_Provided records:_
::::::::::

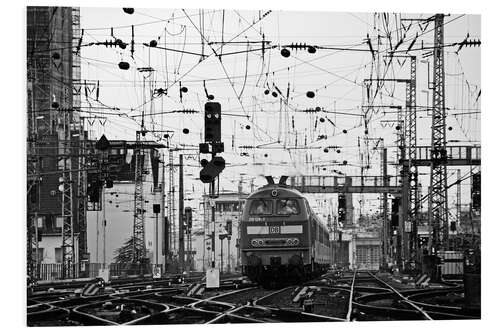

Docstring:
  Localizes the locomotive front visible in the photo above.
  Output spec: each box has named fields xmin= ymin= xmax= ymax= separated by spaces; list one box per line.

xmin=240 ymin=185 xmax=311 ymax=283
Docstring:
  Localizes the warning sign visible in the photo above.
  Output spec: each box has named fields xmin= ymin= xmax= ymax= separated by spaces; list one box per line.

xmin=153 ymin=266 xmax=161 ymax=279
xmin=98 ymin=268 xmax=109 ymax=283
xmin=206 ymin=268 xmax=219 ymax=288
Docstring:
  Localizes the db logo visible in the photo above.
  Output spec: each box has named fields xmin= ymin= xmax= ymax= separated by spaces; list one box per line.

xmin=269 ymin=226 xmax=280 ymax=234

::::::::::

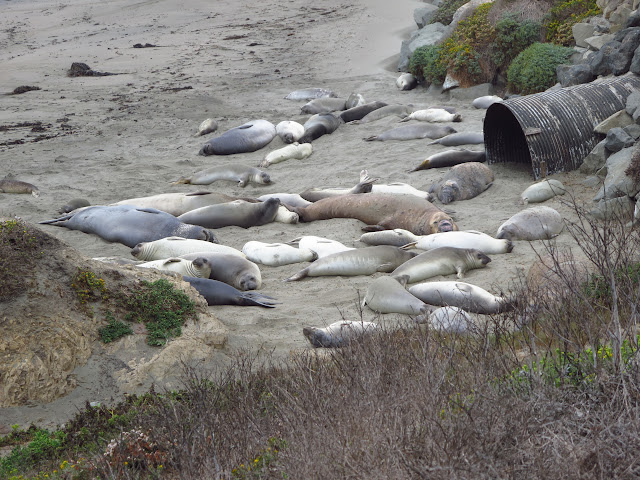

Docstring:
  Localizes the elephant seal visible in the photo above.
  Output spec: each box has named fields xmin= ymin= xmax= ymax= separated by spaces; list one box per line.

::::::::::

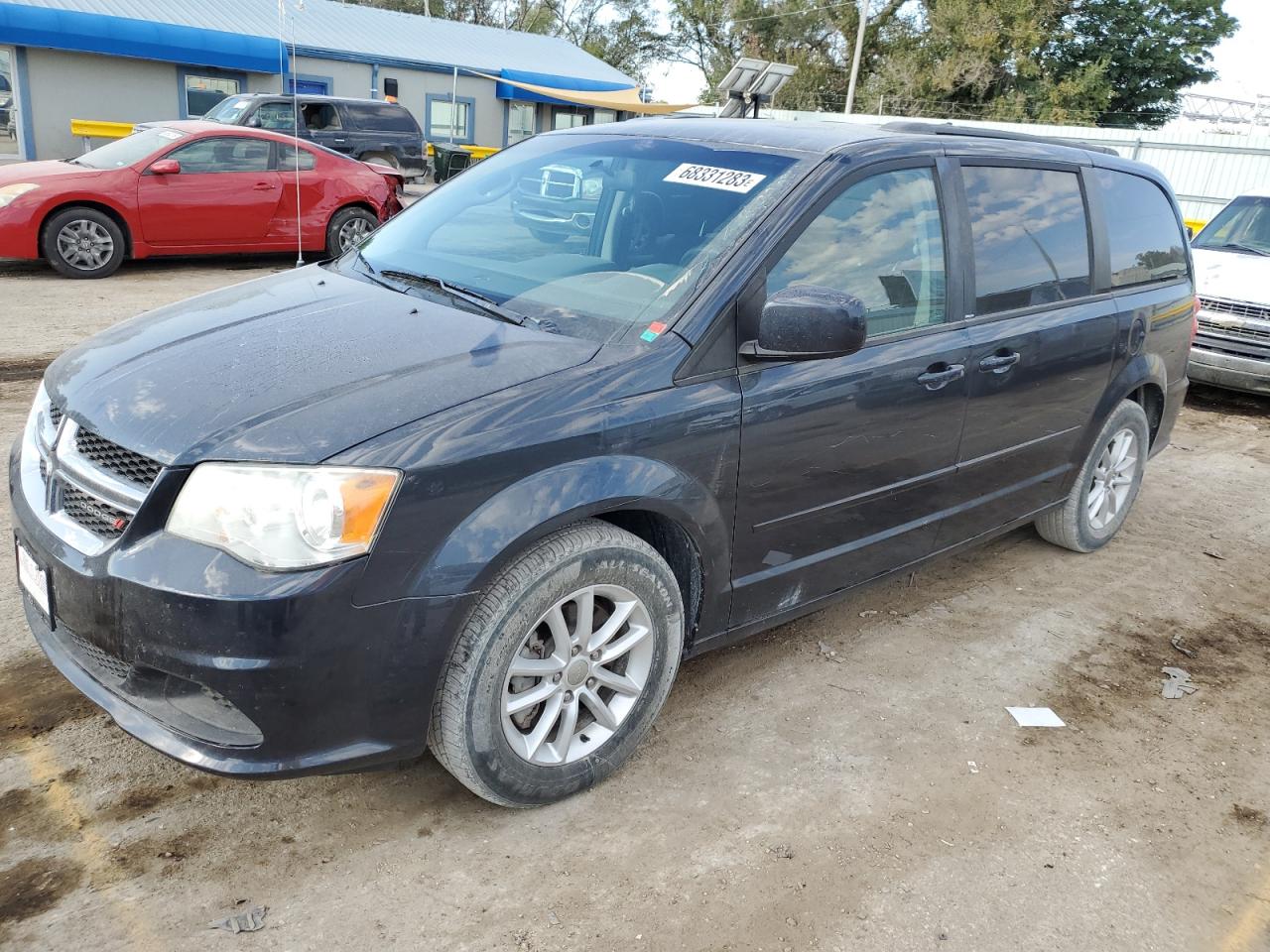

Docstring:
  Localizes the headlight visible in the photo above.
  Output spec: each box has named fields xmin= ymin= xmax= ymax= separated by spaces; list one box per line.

::::::::::

_Challenge:_ Report each line in the preceding records that contains the string "above", copying every such line in full. Matching is case-sensitive.

_Output of the exercise:_
  Localizes the locomotive front visible in the photo above.
  Localizes the warning sign visible in the photo above.
  Localizes the db logo visible in the photo above.
  Localizes the elephant seal visible in the photo above.
  Localizes the headlight visible in the photo above.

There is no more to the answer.